__GIVEN TASK__
Print the records below line for line, without any change, and leave the pictures out.

╭─ EXCERPTED DATA

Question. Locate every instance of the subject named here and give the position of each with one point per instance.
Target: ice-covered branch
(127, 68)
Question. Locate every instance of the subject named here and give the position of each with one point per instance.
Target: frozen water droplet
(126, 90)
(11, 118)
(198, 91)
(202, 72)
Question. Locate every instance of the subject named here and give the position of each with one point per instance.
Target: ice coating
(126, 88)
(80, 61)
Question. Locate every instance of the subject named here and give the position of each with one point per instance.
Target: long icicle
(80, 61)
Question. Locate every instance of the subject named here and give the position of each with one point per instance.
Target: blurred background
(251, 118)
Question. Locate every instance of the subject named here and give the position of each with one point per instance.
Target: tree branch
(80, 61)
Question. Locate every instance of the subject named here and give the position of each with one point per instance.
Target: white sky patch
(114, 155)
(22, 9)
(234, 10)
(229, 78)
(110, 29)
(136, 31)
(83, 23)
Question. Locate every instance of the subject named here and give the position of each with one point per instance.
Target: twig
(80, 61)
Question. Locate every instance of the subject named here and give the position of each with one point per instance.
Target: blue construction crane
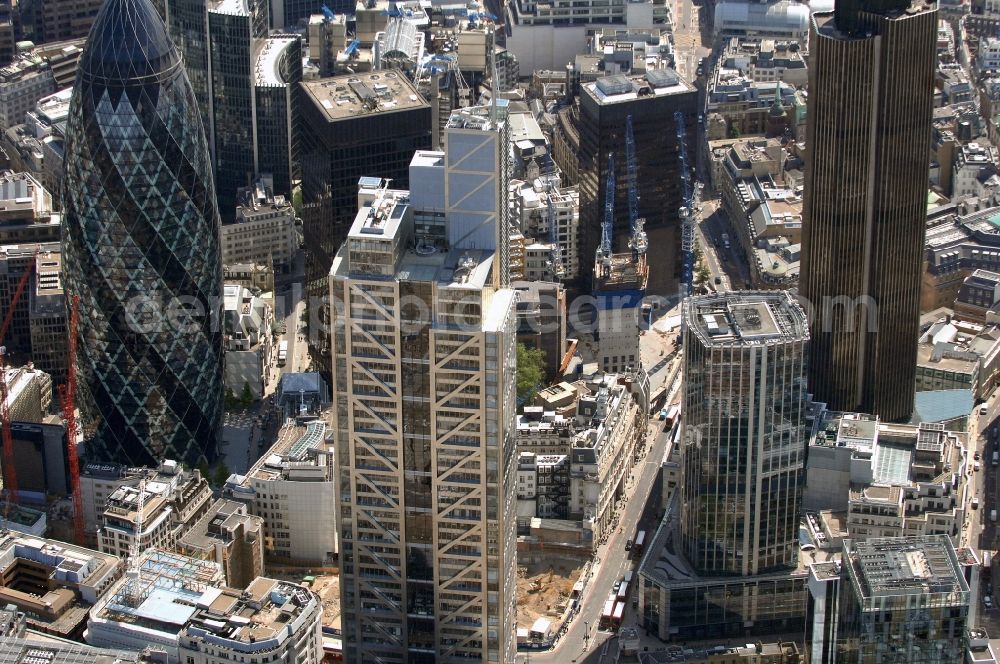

╰─

__RESPONSE FOR THIS EXERCISE__
Question. Locate every instance of the subject named here and give the position of each with one point per instance.
Target: ice-covered branch
(127, 68)
Question. Locate every instance of the subject named here and give the position of each with one point per instance.
Target: frozen water droplet
(126, 90)
(11, 118)
(198, 91)
(202, 72)
Question. Locate every instance of the subject named here and give the position of each with one point per instance.
Target: ice coating
(126, 88)
(80, 61)
Question. Locate every instance of the subject named here and give the position of each with one point per instance.
Target: long icicle
(80, 61)
Question. Locate every instance of the subject named here and give the position of each with one point per instance.
Target: blurred background
(251, 118)
Question. Locate every instance of the subject named here and give the position of each with one point per instance.
Target: tree branch
(80, 61)
Question. Locate every instance of the subject named here and give the position of each with one point per instance.
Target: white sky patch
(114, 155)
(22, 9)
(234, 10)
(229, 78)
(110, 29)
(136, 31)
(83, 23)
Question. Locate every instance of the subject named here and give the position of each with one point per instance.
Target: twig
(80, 61)
Question. Locate every instance of the subject named here and give the position of each with one point per instance.
Target: blue construction crane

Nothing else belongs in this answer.